_Exercise objective_
List every line below that contains the string "side", counting only matches with the same letter case.

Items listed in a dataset
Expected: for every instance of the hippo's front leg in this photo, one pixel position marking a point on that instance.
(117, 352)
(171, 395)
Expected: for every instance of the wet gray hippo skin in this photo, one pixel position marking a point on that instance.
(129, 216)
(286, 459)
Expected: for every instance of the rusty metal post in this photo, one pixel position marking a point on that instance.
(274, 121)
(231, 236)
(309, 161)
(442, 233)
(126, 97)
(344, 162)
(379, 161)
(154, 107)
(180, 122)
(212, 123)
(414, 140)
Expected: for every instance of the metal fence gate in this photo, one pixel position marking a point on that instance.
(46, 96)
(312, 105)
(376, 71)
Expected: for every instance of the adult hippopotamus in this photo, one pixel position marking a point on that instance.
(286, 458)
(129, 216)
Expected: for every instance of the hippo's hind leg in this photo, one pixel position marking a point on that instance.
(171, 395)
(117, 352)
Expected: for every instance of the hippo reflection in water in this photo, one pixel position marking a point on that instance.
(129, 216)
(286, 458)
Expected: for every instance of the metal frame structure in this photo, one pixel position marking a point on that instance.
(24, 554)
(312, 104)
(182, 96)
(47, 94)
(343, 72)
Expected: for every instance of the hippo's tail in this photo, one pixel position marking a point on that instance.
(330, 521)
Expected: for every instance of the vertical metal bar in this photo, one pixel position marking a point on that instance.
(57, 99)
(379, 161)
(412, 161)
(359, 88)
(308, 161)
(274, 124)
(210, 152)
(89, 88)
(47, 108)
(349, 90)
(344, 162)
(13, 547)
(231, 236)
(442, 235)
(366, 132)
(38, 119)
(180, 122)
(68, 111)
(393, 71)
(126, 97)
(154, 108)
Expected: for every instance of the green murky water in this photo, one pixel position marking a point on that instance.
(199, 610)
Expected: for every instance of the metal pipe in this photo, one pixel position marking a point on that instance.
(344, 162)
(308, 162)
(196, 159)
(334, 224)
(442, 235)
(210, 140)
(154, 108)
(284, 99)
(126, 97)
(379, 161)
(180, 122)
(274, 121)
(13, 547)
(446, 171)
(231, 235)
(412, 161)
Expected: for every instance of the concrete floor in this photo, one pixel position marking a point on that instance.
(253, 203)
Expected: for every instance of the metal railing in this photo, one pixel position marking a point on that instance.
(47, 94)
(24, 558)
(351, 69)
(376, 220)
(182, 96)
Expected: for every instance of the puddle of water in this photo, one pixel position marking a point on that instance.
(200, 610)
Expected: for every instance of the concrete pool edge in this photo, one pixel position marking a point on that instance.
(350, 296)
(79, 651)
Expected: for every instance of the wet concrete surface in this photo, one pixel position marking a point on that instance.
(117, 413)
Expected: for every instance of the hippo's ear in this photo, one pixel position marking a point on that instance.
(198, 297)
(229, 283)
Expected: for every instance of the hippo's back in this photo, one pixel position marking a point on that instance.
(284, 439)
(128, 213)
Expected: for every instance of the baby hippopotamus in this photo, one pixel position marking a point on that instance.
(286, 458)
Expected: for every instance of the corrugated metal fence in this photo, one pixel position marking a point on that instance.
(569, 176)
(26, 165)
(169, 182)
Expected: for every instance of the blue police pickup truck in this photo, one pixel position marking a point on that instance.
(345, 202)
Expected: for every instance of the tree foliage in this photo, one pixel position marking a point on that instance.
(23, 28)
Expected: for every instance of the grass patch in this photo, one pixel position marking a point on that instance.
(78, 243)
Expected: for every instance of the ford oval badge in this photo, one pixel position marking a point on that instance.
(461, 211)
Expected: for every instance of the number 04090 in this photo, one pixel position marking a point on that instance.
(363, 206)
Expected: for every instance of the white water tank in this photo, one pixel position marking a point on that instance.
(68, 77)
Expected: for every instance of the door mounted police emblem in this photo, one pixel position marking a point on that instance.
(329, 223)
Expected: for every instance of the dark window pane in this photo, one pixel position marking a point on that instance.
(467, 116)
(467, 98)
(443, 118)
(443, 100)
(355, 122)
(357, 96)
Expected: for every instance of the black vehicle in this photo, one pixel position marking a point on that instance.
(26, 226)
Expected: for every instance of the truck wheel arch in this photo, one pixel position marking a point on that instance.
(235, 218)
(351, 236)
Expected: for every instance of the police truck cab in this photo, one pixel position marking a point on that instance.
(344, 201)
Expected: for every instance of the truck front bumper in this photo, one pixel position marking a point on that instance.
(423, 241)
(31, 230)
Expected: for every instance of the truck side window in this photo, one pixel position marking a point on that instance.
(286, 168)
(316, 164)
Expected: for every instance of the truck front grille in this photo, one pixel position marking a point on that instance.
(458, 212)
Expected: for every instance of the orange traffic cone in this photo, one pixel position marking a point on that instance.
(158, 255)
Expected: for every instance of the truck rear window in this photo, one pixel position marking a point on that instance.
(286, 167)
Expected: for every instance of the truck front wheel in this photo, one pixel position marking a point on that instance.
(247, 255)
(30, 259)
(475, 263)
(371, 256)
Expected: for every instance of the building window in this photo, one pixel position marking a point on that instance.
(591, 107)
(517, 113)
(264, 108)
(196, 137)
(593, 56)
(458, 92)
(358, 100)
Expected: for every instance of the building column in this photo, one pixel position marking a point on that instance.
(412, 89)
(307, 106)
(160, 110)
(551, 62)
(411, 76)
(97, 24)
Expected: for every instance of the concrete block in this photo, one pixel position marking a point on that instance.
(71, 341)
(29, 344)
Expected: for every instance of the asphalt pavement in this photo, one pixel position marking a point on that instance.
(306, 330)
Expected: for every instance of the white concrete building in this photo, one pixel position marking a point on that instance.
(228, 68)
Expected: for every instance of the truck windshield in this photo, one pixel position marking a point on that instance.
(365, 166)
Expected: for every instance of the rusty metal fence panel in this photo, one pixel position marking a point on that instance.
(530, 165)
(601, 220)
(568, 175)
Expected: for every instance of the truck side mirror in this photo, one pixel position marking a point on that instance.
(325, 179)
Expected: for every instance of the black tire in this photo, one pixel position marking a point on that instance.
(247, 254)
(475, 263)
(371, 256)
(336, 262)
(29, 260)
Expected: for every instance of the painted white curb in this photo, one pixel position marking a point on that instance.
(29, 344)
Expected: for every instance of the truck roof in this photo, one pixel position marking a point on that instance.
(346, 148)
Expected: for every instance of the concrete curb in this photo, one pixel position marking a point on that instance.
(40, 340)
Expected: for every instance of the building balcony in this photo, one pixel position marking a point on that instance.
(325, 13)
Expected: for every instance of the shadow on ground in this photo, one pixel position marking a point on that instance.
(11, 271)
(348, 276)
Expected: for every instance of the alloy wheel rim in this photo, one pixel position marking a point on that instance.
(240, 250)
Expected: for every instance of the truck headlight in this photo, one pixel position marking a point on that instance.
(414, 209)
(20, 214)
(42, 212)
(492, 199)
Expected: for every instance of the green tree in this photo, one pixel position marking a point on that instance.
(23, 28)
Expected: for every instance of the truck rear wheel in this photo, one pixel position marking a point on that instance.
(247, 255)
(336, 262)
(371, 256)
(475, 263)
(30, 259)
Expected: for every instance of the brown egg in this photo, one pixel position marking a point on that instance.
* * *
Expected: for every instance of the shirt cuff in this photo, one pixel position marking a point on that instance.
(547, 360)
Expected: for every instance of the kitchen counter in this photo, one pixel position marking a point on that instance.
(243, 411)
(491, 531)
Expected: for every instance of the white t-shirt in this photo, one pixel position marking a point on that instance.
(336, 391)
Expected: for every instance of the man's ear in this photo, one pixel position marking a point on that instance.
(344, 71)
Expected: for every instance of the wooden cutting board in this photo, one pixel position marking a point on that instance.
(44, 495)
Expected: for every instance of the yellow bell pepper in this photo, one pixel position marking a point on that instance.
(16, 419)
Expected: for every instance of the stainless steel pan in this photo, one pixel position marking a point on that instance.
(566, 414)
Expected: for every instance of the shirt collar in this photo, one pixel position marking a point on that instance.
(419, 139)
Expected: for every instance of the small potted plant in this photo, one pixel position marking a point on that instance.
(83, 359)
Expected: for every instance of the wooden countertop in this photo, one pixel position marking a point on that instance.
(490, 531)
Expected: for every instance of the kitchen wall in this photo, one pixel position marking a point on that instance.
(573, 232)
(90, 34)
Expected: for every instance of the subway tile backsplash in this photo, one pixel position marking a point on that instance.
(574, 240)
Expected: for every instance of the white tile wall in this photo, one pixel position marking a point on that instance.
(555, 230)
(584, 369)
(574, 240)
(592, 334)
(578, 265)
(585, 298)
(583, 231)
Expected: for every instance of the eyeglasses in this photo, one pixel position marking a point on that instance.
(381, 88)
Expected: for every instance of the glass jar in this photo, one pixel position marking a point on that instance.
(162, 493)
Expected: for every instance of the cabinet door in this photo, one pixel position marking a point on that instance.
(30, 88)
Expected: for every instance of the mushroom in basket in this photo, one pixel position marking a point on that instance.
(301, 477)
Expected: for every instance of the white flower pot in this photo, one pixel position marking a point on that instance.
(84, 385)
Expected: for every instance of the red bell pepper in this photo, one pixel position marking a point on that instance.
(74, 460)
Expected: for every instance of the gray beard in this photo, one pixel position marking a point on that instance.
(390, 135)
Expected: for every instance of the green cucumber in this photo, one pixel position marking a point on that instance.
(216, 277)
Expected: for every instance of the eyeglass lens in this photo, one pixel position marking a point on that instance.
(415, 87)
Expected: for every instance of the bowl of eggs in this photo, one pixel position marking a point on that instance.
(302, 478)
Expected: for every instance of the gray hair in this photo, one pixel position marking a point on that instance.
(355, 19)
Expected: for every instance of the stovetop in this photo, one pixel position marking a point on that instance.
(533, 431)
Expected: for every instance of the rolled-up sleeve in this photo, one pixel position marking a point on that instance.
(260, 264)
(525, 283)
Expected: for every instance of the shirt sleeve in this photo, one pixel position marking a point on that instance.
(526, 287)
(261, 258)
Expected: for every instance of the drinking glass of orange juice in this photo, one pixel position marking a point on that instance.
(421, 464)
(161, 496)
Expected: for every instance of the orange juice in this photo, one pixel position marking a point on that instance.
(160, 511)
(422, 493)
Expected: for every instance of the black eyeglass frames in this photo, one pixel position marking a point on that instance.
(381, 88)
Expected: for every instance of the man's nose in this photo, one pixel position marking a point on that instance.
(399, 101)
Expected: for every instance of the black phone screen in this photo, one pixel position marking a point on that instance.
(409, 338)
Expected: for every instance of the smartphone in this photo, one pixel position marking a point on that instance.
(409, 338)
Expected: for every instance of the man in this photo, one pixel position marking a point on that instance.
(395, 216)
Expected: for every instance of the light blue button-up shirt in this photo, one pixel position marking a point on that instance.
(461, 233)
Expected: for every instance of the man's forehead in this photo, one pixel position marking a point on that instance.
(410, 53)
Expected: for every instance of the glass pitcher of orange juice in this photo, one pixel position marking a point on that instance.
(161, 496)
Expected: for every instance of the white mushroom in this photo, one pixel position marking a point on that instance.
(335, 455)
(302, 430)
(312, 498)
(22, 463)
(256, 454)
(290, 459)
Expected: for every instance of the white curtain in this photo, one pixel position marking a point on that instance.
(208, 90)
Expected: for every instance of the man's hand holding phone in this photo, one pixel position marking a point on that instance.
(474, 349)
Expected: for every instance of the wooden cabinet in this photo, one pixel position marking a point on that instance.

_Finished exercise_
Expected: for every instance of the truck side window in this photo, one pixel position marking a point on that instance.
Expected: for every instance of the truck side mirror in this photo, one pixel position marking a point on that instance.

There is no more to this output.